**TASK DETAILS:**
Below are some lines of data. Return all of them as they are.

**DATASET RECORDS:**
++++++++++

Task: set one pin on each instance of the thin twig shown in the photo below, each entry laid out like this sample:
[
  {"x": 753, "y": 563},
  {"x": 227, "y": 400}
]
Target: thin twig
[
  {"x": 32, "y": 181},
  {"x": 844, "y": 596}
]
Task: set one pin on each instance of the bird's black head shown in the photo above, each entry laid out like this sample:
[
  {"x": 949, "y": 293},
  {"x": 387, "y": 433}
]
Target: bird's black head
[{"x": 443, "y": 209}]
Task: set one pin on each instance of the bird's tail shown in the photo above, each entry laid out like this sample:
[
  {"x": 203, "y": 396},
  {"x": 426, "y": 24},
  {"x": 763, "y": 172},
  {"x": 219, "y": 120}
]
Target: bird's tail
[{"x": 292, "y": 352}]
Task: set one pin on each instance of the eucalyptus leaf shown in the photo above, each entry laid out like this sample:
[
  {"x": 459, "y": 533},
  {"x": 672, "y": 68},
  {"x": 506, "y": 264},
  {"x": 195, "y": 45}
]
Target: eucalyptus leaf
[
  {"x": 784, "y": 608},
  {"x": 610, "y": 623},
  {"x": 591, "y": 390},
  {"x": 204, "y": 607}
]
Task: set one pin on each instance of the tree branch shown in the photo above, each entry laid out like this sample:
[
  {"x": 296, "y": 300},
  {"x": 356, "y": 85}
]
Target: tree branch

++++++++++

**REPLY:**
Task: set one pin on each instance of the thin twig shown in the photo below, each entry laid out like this sample:
[
  {"x": 753, "y": 563},
  {"x": 227, "y": 400}
]
Target: thin twig
[
  {"x": 32, "y": 181},
  {"x": 844, "y": 596}
]
Task: set one pin on each instance of the bird's black head shown in the photo above, each entry laid out like this sample:
[
  {"x": 949, "y": 293},
  {"x": 387, "y": 433}
]
Target: bird's black head
[{"x": 443, "y": 209}]
Task: set one pin on each instance of the bird's tail shown in the photo above, each entry laid out like this sample:
[
  {"x": 203, "y": 396},
  {"x": 426, "y": 24},
  {"x": 763, "y": 172},
  {"x": 219, "y": 120}
]
Target: bird's tail
[{"x": 292, "y": 352}]
Task: set one pin on each instance of the eucalyptus leaf shown in the photo above, each entry laid out like this sample:
[
  {"x": 459, "y": 533},
  {"x": 672, "y": 68},
  {"x": 506, "y": 264},
  {"x": 195, "y": 45}
]
Target: eucalyptus leaf
[
  {"x": 784, "y": 608},
  {"x": 610, "y": 623},
  {"x": 591, "y": 390},
  {"x": 204, "y": 607}
]
Task: set one pin on each instance of the tree branch shown in the photo above, each entry laid out like this sample:
[
  {"x": 296, "y": 300},
  {"x": 356, "y": 85}
]
Target: tree branch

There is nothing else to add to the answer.